ENTRIES SUPPLIED:
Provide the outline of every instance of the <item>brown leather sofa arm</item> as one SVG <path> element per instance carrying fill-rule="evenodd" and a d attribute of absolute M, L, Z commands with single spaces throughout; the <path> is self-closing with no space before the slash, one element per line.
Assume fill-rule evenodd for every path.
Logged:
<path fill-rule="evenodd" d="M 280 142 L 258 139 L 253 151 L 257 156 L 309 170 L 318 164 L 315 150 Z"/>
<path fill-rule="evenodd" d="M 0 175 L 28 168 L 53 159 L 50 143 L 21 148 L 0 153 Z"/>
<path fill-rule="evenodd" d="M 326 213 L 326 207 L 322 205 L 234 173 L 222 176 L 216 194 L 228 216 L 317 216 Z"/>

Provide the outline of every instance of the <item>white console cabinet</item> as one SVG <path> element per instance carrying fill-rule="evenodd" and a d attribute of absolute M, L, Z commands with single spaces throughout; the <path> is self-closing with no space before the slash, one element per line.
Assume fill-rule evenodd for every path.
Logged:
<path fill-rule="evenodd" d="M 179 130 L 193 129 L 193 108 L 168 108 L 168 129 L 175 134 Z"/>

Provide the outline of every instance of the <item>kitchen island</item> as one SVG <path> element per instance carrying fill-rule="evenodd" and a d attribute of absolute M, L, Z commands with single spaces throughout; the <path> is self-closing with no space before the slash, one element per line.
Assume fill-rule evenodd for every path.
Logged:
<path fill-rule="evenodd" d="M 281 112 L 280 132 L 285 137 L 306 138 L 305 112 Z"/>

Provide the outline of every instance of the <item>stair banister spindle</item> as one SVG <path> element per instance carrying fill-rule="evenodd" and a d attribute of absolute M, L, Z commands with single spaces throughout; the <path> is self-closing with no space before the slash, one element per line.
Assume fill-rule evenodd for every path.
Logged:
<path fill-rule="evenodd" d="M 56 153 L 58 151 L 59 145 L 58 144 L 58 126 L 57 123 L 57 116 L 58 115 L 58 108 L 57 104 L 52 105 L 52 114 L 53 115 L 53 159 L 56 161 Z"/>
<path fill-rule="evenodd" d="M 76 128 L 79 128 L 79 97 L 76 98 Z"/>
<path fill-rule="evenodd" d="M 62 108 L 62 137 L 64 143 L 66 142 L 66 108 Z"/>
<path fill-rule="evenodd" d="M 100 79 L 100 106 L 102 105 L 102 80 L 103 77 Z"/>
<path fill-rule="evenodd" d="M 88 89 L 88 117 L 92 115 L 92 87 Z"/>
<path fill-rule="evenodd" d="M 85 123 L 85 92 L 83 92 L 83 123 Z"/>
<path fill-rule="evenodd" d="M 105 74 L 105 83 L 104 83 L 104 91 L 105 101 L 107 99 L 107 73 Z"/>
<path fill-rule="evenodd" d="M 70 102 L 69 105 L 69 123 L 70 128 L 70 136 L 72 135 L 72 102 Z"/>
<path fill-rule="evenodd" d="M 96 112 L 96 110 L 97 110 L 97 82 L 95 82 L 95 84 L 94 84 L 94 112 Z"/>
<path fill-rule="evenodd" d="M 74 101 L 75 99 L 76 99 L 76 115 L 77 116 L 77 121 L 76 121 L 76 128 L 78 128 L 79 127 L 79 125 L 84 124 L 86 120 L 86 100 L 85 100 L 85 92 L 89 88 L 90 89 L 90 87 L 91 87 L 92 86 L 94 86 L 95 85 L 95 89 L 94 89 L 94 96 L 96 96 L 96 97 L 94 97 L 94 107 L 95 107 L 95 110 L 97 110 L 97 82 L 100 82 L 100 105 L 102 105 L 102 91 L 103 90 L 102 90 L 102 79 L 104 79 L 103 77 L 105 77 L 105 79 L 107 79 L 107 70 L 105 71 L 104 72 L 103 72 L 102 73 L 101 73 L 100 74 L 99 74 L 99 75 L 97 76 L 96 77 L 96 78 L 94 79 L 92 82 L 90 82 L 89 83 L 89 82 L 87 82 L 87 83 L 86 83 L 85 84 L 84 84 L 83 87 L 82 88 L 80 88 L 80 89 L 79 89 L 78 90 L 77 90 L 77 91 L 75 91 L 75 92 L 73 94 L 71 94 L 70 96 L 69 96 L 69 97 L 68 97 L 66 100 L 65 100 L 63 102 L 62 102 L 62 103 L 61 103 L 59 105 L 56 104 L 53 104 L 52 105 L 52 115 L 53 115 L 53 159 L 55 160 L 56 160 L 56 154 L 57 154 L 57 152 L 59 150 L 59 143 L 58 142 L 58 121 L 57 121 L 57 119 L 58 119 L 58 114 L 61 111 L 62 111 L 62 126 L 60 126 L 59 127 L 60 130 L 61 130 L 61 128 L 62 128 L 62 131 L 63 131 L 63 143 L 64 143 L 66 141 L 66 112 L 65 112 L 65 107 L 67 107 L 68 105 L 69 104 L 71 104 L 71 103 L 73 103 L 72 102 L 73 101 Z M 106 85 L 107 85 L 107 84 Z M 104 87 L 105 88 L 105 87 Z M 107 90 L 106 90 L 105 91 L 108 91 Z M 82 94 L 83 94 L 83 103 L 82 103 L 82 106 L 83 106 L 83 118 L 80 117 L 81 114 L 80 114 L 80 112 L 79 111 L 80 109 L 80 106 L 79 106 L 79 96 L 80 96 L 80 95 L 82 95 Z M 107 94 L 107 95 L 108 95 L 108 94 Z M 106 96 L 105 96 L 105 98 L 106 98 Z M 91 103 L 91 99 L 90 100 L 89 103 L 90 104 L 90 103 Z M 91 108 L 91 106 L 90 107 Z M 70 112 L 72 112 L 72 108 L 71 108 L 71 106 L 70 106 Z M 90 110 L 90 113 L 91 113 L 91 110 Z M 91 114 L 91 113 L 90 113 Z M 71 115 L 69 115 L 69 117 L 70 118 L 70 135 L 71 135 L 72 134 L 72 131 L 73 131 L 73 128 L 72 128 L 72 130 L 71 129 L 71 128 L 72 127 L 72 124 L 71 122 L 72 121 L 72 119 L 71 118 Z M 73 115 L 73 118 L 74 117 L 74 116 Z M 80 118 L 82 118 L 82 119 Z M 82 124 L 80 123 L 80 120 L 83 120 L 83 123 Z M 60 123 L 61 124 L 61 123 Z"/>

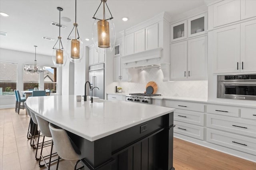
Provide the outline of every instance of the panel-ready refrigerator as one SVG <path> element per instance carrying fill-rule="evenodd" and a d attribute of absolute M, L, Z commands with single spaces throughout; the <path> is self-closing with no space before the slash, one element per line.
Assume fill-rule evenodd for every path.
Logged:
<path fill-rule="evenodd" d="M 93 88 L 98 87 L 100 90 L 95 88 L 93 90 L 93 96 L 104 99 L 104 63 L 89 67 L 89 81 L 91 88 L 88 96 L 92 95 Z"/>

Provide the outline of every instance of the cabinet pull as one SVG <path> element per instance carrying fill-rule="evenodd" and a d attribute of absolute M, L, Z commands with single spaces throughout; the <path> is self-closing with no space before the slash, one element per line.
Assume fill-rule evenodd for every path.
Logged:
<path fill-rule="evenodd" d="M 237 126 L 236 125 L 232 125 L 232 126 L 235 126 L 236 127 L 242 127 L 242 128 L 248 129 L 246 127 L 242 127 L 242 126 Z"/>
<path fill-rule="evenodd" d="M 182 106 L 182 105 L 178 105 L 178 106 L 181 106 L 181 107 L 187 107 L 186 106 Z"/>
<path fill-rule="evenodd" d="M 223 112 L 228 112 L 228 111 L 223 111 L 223 110 L 215 110 L 215 111 L 222 111 Z"/>
<path fill-rule="evenodd" d="M 234 141 L 232 141 L 232 142 L 233 142 L 233 143 L 237 143 L 238 144 L 246 146 L 247 146 L 247 145 L 243 144 L 242 143 L 238 143 L 238 142 L 235 142 Z"/>
<path fill-rule="evenodd" d="M 182 116 L 182 115 L 178 115 L 178 116 L 181 117 L 187 117 L 186 116 Z"/>
<path fill-rule="evenodd" d="M 187 130 L 187 129 L 182 129 L 182 128 L 181 128 L 180 127 L 178 127 L 178 129 L 180 129 L 184 130 L 184 131 L 186 131 Z"/>

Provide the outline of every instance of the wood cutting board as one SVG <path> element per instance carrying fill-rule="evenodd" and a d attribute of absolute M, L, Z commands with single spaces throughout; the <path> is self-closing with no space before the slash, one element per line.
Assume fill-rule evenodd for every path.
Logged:
<path fill-rule="evenodd" d="M 152 94 L 155 94 L 156 93 L 156 91 L 157 91 L 157 85 L 156 85 L 156 83 L 155 82 L 153 81 L 148 82 L 146 86 L 146 89 L 147 89 L 148 86 L 152 86 L 154 89 Z M 145 92 L 144 93 L 146 93 L 146 92 Z"/>

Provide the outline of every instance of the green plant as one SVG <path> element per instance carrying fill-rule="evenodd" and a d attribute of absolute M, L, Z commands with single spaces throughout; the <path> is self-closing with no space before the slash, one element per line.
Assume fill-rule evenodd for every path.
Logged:
<path fill-rule="evenodd" d="M 11 91 L 11 87 L 6 87 L 5 88 L 5 91 L 6 92 L 10 92 Z"/>
<path fill-rule="evenodd" d="M 38 83 L 32 83 L 30 85 L 31 88 L 34 88 L 35 87 L 38 87 Z"/>

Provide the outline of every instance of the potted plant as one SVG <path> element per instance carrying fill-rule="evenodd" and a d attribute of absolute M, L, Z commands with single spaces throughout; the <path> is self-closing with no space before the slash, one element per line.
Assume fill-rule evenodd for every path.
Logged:
<path fill-rule="evenodd" d="M 122 93 L 122 87 L 118 87 L 117 88 L 117 90 L 118 90 L 118 93 Z"/>
<path fill-rule="evenodd" d="M 38 90 L 38 83 L 32 83 L 31 84 L 32 88 L 34 88 L 34 90 Z"/>

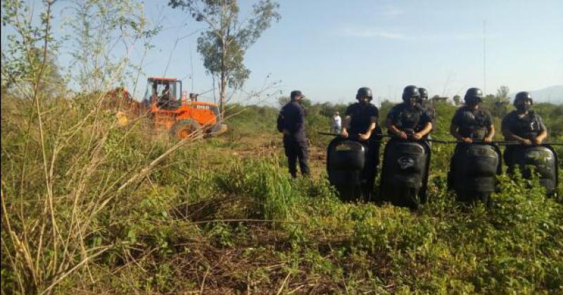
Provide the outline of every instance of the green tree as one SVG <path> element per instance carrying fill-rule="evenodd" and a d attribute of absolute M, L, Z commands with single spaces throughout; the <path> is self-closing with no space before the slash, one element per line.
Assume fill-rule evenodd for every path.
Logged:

GOAL OF THE EXERCISE:
Reproduce word for word the part of the listing that starts at the line containing "Provide the outline of every instance of the green plant" and ends at the line containing "L 32 83 L 30", with both of those lines included.

THE SOLUTION:
Provide the outline of every instance of the green plant as one SVG <path> element per instance carrying fill-rule="evenodd" and a d attribute of absolute M, L, Z commands with single spaces throughout; the <path> is self-closing with no space before the slash, one element per line.
Assume fill-rule evenodd for every path.
Logged:
<path fill-rule="evenodd" d="M 11 91 L 11 87 L 6 87 L 5 88 L 5 91 L 6 92 L 10 92 Z"/>
<path fill-rule="evenodd" d="M 38 83 L 32 83 L 30 85 L 31 88 L 34 88 L 35 87 L 38 87 Z"/>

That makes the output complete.